**SUPPLIED RECORDS**
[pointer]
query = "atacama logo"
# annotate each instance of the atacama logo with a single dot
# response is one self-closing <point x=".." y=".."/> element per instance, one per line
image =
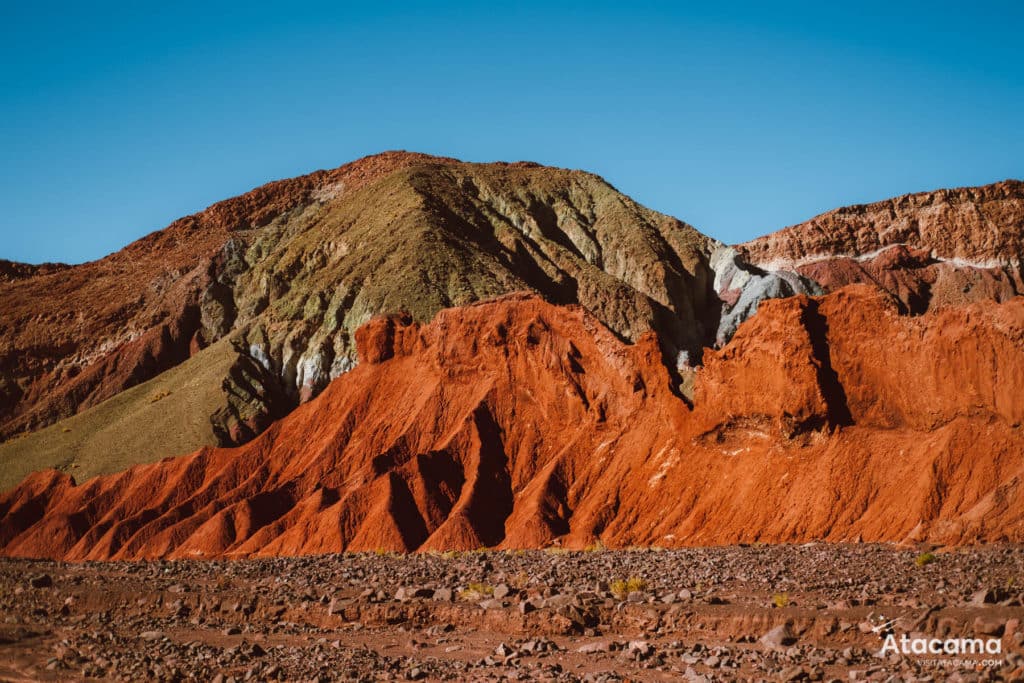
<point x="923" y="646"/>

**WHAT THIS TASK INVOLVES**
Write out the data above in full and exactly, but not the pictures.

**RESPONSE**
[pointer]
query = "atacama logo"
# annotate each instance of the atacama logo with a single dot
# response is one self-closing <point x=".." y=".."/> element per instance, one per line
image =
<point x="923" y="646"/>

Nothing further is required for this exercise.